__Point-per-instance localization data__
_ _ _ _ _

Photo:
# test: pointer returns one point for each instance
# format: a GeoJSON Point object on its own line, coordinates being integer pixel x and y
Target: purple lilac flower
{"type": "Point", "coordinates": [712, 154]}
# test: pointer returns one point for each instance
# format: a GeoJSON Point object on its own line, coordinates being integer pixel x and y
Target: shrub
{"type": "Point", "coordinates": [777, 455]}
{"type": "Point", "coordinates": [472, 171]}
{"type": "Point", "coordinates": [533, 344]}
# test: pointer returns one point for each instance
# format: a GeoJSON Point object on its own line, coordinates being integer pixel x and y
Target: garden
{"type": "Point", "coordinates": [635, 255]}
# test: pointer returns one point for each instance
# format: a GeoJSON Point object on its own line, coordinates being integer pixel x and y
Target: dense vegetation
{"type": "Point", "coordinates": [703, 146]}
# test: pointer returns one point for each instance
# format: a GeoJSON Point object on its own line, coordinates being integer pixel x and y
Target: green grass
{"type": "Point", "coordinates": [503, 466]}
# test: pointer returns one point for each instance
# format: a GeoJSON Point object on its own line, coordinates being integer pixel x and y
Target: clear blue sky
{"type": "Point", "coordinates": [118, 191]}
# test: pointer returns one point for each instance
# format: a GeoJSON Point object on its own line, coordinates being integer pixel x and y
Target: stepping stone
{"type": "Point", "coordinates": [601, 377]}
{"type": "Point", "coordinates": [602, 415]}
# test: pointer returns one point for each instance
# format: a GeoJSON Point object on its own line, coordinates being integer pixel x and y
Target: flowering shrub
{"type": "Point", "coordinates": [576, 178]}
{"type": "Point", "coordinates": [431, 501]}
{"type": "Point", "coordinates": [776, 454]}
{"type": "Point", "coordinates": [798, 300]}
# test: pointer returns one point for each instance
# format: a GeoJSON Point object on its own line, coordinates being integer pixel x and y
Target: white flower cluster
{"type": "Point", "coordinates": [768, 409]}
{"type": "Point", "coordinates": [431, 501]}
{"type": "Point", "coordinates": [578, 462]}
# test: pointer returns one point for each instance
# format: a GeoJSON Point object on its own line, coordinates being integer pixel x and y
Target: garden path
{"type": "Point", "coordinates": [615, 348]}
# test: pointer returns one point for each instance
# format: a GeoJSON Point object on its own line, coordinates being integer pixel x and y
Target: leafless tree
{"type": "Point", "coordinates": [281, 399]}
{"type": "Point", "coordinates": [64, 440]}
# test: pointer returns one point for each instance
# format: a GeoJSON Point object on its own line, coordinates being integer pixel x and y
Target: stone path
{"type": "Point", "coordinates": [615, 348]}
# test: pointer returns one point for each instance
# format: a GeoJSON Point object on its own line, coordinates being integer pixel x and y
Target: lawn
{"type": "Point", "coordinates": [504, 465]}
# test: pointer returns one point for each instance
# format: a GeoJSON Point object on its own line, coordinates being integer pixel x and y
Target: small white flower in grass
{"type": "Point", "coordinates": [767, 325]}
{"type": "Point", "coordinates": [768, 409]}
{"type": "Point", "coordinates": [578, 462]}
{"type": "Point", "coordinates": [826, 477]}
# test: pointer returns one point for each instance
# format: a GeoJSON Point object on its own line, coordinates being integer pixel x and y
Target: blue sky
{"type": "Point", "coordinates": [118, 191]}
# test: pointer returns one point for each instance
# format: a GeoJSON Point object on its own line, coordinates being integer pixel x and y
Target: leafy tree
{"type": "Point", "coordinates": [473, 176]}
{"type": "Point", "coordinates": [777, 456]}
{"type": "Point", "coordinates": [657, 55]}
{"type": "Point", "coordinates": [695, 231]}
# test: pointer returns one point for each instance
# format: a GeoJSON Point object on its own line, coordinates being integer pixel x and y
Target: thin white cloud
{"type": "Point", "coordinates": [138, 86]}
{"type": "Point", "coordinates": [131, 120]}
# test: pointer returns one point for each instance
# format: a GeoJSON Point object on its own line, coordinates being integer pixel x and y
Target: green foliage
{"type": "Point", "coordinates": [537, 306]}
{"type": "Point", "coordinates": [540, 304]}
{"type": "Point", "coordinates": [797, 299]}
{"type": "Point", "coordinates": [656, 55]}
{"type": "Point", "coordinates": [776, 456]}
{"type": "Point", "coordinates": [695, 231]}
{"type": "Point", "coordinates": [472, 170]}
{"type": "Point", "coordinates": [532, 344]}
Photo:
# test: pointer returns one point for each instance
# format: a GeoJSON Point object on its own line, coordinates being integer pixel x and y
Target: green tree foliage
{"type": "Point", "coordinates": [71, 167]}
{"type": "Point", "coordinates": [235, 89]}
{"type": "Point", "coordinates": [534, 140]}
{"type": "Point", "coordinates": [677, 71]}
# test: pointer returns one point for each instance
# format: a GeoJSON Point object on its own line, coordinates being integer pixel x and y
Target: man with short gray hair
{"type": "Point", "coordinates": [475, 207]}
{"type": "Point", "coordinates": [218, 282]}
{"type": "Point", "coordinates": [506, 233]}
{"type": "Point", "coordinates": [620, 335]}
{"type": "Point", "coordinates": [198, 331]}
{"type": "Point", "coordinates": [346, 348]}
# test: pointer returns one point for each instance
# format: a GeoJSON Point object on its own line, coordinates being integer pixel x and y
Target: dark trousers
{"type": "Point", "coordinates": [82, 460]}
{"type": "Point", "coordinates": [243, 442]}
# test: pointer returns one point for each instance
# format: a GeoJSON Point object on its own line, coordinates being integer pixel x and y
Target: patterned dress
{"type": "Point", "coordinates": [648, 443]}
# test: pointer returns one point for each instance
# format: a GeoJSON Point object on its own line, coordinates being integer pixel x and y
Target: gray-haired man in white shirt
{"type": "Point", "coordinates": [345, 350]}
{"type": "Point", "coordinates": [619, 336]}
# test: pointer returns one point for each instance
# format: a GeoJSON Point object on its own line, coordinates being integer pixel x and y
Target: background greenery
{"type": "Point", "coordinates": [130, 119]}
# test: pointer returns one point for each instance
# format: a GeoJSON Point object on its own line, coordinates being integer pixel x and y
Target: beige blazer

_ _ _ _ _

__Brief__
Set down all of the records shown above once more, exactly.

__Result of this exercise__
Photo:
# test: pointer returns one point for each instance
# format: a GeoJSON Point object on its own line, coordinates being integer pixel x and y
Target: purple lilac flower
{"type": "Point", "coordinates": [712, 154]}
# test: pointer returns one point for each instance
# format: a GeoJSON Point object on its own line, coordinates being integer pixel x and y
Target: shrub
{"type": "Point", "coordinates": [777, 455]}
{"type": "Point", "coordinates": [472, 171]}
{"type": "Point", "coordinates": [533, 344]}
# test: pointer returns one point for each instance
# format: a GeoJSON Point object on its own line, coordinates being integer pixel x and y
Target: garden
{"type": "Point", "coordinates": [635, 255]}
# test: pointer returns one point for each instance
# format: a GeoJSON Point object on its own line, coordinates being integer pixel x and y
Target: dense vegetation
{"type": "Point", "coordinates": [703, 146]}
# test: pointer returns one point for each instance
# format: a GeoJSON Point object on its own line, coordinates being integer pixel x and y
Target: green grass
{"type": "Point", "coordinates": [503, 466]}
# test: pointer returns one point for each instance
# format: a GeoJSON Point object on its own line, coordinates being integer pixel x and y
Target: clear blue sky
{"type": "Point", "coordinates": [118, 191]}
# test: pointer returns one point for each instance
# format: a GeoJSON Point object on its own line, coordinates being integer pixel x and y
Target: stepping stone
{"type": "Point", "coordinates": [601, 377]}
{"type": "Point", "coordinates": [602, 415]}
# test: pointer returns one point for each instance
# format: a GeoJSON Point object on its own line, coordinates being integer pixel x and y
Target: flowering shrub
{"type": "Point", "coordinates": [576, 178]}
{"type": "Point", "coordinates": [431, 501]}
{"type": "Point", "coordinates": [776, 454]}
{"type": "Point", "coordinates": [798, 300]}
# test: pointer returns one point for each instance
# format: a GeoJSON Point object on its own line, coordinates being integer pixel x and y
Target: white flower cluster
{"type": "Point", "coordinates": [768, 409]}
{"type": "Point", "coordinates": [431, 501]}
{"type": "Point", "coordinates": [578, 462]}
# test: pointer returns one point for each instance
# format: a GeoJSON Point object on its own line, coordinates being integer pixel x and y
Target: garden path
{"type": "Point", "coordinates": [615, 348]}
# test: pointer returns one point for each instance
# format: a GeoJSON Point object on its own line, coordinates being integer pixel x and y
Target: leafless tree
{"type": "Point", "coordinates": [281, 399]}
{"type": "Point", "coordinates": [64, 440]}
# test: pointer returns one point for each instance
# format: a GeoJSON Point object on its own line, coordinates being integer pixel x and y
Target: stone path
{"type": "Point", "coordinates": [615, 348]}
# test: pointer returns one point for each instance
# format: a GeoJSON Point object on its own line, coordinates being integer pixel x and y
Target: lawn
{"type": "Point", "coordinates": [504, 465]}
# test: pointer returns one point for each instance
# format: a GeoJSON Point object on its own line, coordinates being integer pixel x and y
Target: small white flower in grass
{"type": "Point", "coordinates": [767, 325]}
{"type": "Point", "coordinates": [768, 409]}
{"type": "Point", "coordinates": [578, 462]}
{"type": "Point", "coordinates": [826, 477]}
# test: pointer returns one point for each instance
# format: a GeoJSON Point object on its own line, coordinates being integer pixel x and y
Target: blue sky
{"type": "Point", "coordinates": [118, 191]}
# test: pointer returns one point for each instance
# format: a GeoJSON Point object on its own line, coordinates being integer pixel x and y
Target: leafy tree
{"type": "Point", "coordinates": [473, 176]}
{"type": "Point", "coordinates": [777, 456]}
{"type": "Point", "coordinates": [657, 55]}
{"type": "Point", "coordinates": [695, 231]}
# test: pointer returns one point for each instance
# format: a GeoJSON Point object on its own line, coordinates being integer pixel x and y
Target: thin white cloud
{"type": "Point", "coordinates": [138, 86]}
{"type": "Point", "coordinates": [131, 120]}
# test: pointer returns one point for each instance
# format: a GeoJSON Point object on its own line, coordinates being integer pixel x and y
Target: green foliage
{"type": "Point", "coordinates": [537, 306]}
{"type": "Point", "coordinates": [540, 304]}
{"type": "Point", "coordinates": [797, 299]}
{"type": "Point", "coordinates": [656, 55]}
{"type": "Point", "coordinates": [776, 456]}
{"type": "Point", "coordinates": [695, 231]}
{"type": "Point", "coordinates": [472, 170]}
{"type": "Point", "coordinates": [532, 344]}
Photo:
# test: pointer returns one point for each instance
# format: a GeoJSON Point object on its own line, coordinates being integer pixel x and y
Target: green tree foliage
{"type": "Point", "coordinates": [71, 167]}
{"type": "Point", "coordinates": [235, 89]}
{"type": "Point", "coordinates": [534, 140]}
{"type": "Point", "coordinates": [677, 71]}
# test: pointer returns one point for each instance
# format: a GeoJSON Point object on its own line, coordinates being integer pixel x and y
Target: man with short gray hair
{"type": "Point", "coordinates": [475, 207]}
{"type": "Point", "coordinates": [218, 282]}
{"type": "Point", "coordinates": [506, 233]}
{"type": "Point", "coordinates": [620, 335]}
{"type": "Point", "coordinates": [198, 331]}
{"type": "Point", "coordinates": [346, 348]}
# test: pointer returns one point for each instance
# format: a GeoJSON Point object on its own line, coordinates being integer pixel x and y
Target: dark trousers
{"type": "Point", "coordinates": [82, 460]}
{"type": "Point", "coordinates": [243, 442]}
# test: pointer returns one point for each instance
# format: a GeoJSON Point object on its own line, coordinates being integer pixel x and y
Target: patterned dress
{"type": "Point", "coordinates": [648, 443]}
# test: pointer returns one point for each instance
# format: a GeoJSON Point object on its own line, coordinates being integer pixel x and y
Target: gray-haired man in white shirt
{"type": "Point", "coordinates": [345, 350]}
{"type": "Point", "coordinates": [619, 336]}
# test: pointer returns one point for each instance
# format: a GeoJSON Point object on its own line, coordinates being integer pixel x and y
Target: background greenery
{"type": "Point", "coordinates": [130, 119]}
# test: pointer returns one point for each instance
# format: a GeoJSON Point object on its own line, coordinates being integer pixel x and y
Target: beige blazer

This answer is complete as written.